==== RECORDS TO USE

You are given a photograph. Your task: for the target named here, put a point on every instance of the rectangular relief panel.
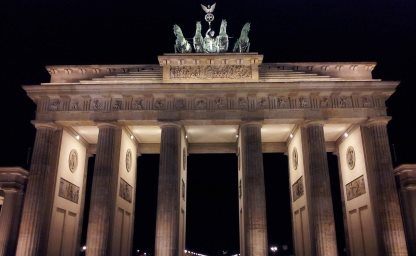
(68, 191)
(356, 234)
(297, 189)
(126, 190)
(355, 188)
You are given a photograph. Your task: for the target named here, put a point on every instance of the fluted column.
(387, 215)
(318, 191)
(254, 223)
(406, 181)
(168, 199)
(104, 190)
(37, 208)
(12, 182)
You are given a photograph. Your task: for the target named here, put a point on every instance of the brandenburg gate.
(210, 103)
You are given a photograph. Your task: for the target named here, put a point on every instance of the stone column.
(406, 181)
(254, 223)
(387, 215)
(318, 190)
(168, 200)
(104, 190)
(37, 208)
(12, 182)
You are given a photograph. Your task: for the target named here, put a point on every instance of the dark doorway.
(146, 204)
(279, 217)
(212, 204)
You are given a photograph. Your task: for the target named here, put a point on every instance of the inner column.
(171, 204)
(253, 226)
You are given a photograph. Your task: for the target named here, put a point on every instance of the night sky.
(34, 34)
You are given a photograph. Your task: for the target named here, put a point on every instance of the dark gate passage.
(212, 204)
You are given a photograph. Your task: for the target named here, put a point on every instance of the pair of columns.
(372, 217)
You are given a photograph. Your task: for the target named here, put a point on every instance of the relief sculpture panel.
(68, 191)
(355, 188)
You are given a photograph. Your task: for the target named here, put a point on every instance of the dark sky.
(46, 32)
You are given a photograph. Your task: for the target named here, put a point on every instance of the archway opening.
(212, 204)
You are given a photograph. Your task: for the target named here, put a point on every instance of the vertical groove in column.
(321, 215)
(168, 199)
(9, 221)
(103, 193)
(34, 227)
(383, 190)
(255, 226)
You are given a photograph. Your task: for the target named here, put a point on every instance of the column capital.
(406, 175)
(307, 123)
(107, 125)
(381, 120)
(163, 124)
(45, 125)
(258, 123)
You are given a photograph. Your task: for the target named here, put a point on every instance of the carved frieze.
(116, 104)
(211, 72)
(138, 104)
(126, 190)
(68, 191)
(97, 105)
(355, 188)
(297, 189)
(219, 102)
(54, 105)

========
==== RECORDS TO USE

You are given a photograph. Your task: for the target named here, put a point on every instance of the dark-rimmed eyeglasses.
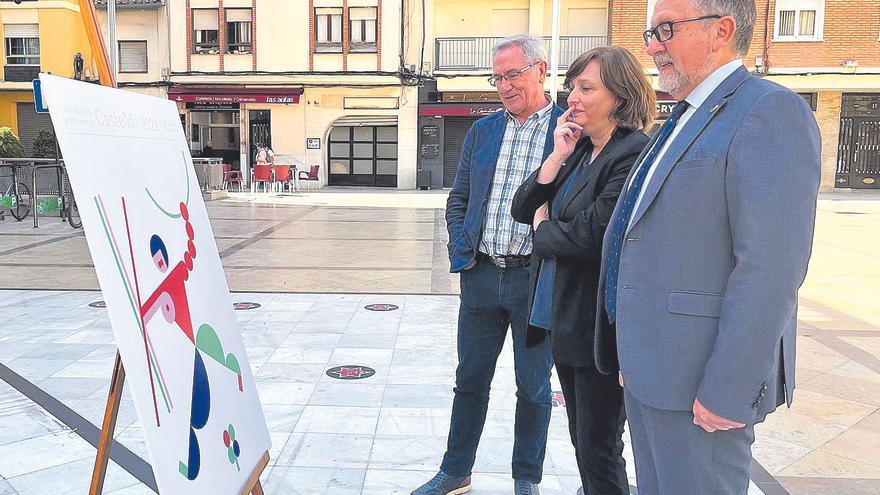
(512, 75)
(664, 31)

========
==== RECORDS TO USE

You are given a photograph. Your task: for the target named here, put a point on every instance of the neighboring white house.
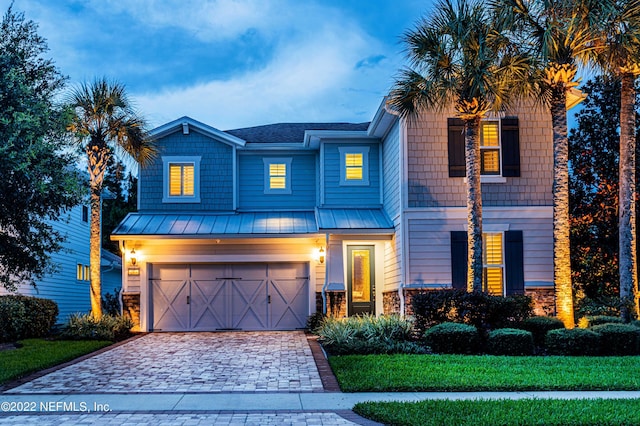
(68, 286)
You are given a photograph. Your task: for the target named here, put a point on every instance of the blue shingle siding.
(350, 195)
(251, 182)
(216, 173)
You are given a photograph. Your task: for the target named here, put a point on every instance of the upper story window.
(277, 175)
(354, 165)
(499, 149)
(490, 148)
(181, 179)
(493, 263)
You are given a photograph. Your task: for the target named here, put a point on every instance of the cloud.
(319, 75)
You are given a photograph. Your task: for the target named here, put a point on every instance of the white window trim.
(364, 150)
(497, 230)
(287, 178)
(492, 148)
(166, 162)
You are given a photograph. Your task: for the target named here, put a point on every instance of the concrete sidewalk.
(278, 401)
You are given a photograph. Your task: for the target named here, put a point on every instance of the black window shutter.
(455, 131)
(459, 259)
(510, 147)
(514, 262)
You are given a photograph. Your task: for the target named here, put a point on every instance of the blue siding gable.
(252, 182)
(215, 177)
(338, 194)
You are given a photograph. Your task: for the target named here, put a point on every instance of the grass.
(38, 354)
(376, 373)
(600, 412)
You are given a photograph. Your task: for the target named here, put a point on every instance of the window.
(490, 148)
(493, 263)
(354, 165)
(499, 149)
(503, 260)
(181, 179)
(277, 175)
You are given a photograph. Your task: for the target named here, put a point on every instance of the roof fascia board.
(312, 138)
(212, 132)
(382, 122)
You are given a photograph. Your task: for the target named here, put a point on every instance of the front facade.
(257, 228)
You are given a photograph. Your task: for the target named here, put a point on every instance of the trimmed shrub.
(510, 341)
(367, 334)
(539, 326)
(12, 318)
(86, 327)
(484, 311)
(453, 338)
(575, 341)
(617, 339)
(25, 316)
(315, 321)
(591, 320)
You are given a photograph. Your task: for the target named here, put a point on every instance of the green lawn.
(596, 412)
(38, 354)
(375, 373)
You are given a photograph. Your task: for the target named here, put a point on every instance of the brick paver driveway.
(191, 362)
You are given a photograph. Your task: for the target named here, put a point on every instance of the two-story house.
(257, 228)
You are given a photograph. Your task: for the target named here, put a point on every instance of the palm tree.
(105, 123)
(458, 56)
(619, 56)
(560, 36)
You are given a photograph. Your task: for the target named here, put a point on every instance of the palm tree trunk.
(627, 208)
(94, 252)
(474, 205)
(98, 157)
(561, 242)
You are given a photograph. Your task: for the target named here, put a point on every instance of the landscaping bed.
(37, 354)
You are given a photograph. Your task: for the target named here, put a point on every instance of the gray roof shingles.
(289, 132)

========

Return each line of the material that contains the string "window". The match is case-sensitive.

(WRITTEN SOLUTION)
You are given a photograph. Your task: for the target named here, put a point on every instance of the upper story window.
You are given a photograph. Your task: for the target named here, put a point on every instance of the white window trim.
You are given a photograph. Your task: for the target named here, put a point on every instance of the black window shutter.
You are given a photograph. Your task: for the target named here, put a point on every instance of the window.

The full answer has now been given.